Although environmental historians have depended most often on visual evidence, our work and the knowledge of those we study relies upon full-body contact with our surroundings. Our senses carry qualitatively different environmental information. Smells are evanescent. In the safety considerations surrounding a large chemical plant on the Lake Huron shore, transient "whiffs of danger" complicated the regulatory, statutory, and scientific sources of uncertainty. This study of hydrogen sulphide emissions shows how sensory perception is contextually tuned and constrained, and by extension how sensing human bodies are historically specific.

◆ ◆ ◆ ◆

Objective 1 –
Pull out every line of the records that contains the string "baby", treating uppercase and lowercase as different.

Recorded information –
◆ ◆ ◆ ◆

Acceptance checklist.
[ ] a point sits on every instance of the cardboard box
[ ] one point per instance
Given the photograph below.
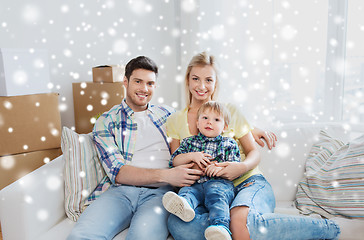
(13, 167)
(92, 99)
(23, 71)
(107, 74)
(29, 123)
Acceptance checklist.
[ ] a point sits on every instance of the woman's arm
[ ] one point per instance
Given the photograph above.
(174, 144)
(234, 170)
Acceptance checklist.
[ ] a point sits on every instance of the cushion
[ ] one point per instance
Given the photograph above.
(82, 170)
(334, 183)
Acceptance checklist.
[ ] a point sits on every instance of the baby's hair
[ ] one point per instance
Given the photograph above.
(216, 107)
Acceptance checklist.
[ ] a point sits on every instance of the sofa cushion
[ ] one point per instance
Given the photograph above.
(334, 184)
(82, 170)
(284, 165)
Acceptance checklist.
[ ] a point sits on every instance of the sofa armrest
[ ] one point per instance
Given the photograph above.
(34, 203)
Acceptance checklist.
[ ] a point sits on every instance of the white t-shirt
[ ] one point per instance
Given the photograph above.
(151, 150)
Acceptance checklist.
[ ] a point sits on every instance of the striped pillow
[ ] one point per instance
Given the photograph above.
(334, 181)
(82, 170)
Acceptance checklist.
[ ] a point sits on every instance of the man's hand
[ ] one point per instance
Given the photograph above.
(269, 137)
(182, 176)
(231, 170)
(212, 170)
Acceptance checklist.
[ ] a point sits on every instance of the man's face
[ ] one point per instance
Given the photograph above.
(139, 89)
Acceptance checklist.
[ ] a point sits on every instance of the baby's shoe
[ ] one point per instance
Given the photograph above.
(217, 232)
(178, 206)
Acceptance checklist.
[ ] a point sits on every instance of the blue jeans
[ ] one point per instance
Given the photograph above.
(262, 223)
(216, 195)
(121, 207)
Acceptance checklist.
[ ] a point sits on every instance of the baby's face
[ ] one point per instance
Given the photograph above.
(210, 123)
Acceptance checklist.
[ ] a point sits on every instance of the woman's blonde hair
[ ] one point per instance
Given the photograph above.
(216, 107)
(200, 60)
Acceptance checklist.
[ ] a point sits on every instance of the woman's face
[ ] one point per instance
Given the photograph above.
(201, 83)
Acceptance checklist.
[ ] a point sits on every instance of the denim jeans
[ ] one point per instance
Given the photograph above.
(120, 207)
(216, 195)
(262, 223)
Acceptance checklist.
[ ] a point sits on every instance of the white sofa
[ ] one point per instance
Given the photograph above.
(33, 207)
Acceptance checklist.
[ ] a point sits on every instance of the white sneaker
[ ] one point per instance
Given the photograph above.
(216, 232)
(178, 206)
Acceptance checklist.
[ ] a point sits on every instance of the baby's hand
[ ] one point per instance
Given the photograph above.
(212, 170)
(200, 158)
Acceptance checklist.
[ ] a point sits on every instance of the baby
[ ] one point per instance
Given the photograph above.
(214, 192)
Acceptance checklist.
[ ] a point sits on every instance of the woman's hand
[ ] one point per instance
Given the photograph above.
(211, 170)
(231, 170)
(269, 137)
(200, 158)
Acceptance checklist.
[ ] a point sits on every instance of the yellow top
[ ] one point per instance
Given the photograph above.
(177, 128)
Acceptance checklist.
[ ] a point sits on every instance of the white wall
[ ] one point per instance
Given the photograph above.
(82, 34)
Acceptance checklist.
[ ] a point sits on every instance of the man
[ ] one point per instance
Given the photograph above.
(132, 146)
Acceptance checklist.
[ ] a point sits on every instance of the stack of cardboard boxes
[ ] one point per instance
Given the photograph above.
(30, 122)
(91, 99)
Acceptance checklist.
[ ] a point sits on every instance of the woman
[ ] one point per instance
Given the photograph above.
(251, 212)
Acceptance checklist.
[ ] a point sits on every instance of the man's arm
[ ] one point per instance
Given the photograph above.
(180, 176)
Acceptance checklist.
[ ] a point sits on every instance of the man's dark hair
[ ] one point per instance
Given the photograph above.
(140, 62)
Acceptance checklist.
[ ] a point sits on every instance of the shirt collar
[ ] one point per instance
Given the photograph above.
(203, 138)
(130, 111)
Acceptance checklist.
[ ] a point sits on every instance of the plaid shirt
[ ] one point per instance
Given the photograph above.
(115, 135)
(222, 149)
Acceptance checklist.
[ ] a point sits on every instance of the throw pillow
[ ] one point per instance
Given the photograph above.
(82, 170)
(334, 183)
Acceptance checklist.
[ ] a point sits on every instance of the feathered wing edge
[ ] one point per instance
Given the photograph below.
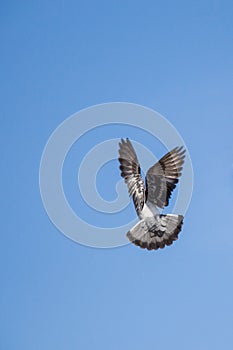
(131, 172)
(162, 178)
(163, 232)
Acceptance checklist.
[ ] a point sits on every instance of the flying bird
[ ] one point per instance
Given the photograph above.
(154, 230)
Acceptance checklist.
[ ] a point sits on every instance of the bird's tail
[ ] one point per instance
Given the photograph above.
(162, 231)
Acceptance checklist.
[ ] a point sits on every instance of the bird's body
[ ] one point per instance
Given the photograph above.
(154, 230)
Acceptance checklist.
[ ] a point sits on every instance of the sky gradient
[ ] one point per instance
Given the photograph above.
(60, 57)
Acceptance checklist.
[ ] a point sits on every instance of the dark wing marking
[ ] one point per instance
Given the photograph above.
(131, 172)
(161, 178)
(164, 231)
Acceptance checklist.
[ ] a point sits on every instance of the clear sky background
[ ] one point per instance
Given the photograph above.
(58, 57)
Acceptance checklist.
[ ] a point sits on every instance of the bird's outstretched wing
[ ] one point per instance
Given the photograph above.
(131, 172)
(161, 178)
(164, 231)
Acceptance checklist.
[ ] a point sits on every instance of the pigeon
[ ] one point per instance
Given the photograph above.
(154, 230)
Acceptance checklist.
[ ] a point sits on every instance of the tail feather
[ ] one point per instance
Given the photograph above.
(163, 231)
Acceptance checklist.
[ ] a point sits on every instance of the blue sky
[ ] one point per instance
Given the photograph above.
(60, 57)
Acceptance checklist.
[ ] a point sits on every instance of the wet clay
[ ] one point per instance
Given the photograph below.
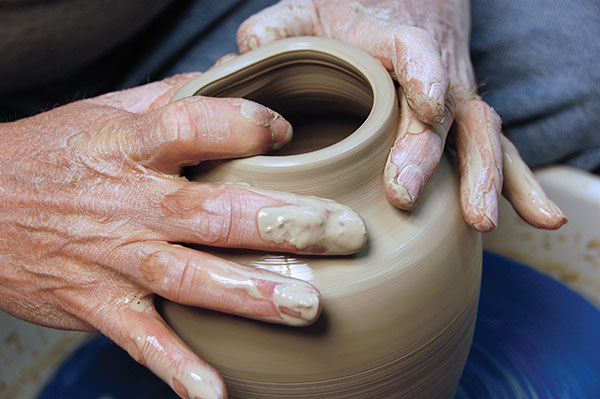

◆ ◆ ◆ ◆

Objective 2 –
In the passage on smell and environmental history, where is the large chemical plant located?

Output 1 –
[ ] a point sits on every instance of the baby's hair
[ ] a point sits on every instance of the baby's shoe
[ ] a point sits on every instance of the baby's face
[ ] a point sits on every instance of the baby's hand
[ ] a point sits on every instance of the baby

Output 2 –
On the Lake Huron shore.